#### THE PROBLEM:
Which lines run from the one containing "Locate every instance of the orange cord" to the end of the listing? Copy them out exactly, leaving out the rest.

========

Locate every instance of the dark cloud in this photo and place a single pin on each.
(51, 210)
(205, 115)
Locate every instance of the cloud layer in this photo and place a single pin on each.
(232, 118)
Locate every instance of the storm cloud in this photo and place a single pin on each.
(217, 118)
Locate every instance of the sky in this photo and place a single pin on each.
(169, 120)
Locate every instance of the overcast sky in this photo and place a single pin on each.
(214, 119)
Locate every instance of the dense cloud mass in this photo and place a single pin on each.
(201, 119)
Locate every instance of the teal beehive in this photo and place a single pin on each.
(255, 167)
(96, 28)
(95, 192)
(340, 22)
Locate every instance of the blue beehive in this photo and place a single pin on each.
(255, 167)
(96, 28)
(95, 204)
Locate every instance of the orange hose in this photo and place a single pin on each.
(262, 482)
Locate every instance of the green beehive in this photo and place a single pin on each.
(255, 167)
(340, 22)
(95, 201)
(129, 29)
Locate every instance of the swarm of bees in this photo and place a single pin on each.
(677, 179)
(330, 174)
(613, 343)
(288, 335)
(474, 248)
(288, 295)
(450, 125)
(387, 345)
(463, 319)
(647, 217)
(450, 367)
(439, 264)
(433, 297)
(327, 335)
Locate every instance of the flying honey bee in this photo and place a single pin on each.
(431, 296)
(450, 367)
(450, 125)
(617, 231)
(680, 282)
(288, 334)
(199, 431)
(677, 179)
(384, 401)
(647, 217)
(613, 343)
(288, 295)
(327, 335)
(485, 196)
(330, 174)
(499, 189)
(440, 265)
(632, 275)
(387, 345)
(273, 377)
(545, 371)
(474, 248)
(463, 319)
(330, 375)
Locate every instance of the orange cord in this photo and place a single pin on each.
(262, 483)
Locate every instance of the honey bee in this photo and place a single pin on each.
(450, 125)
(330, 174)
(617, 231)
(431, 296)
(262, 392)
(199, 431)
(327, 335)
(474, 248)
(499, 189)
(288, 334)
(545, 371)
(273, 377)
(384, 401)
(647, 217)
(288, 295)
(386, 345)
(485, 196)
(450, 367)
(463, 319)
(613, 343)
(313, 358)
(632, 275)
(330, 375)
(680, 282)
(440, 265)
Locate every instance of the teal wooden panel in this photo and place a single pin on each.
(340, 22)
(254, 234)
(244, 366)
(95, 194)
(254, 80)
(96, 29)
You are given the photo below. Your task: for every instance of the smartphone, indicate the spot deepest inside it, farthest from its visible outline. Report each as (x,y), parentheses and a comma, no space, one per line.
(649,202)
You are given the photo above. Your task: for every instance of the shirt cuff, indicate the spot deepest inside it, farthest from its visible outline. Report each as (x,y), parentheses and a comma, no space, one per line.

========

#### ANSWER BOX:
Locate every instance of the orange cord in this photo and place a single pin on each.
(262, 483)
Locate every instance of the honey bee in this photo and place a single pin on each.
(450, 125)
(330, 174)
(617, 231)
(431, 296)
(262, 392)
(199, 431)
(327, 335)
(474, 248)
(499, 189)
(288, 334)
(545, 371)
(273, 377)
(384, 401)
(647, 217)
(288, 295)
(386, 345)
(485, 196)
(450, 367)
(463, 319)
(613, 343)
(313, 358)
(632, 275)
(330, 375)
(680, 282)
(440, 265)
Locate every instance of the teal wooden panel in this photo and place a single pin on each.
(340, 22)
(254, 234)
(244, 366)
(95, 194)
(254, 80)
(96, 29)
You are given the photo below. Your task: for every instance of the smartphone, indicate the spot deepest inside it, farthest from its visible outline. Report each as (x,y), parentheses and a comma, no space, one per line.
(649,202)
You are given the photo above. Your task: for every instance of the shirt cuff, indicate the spot deepest inside it, farthest from its visible outline. Report each as (x,y), parentheses and a comma, no space, one per line.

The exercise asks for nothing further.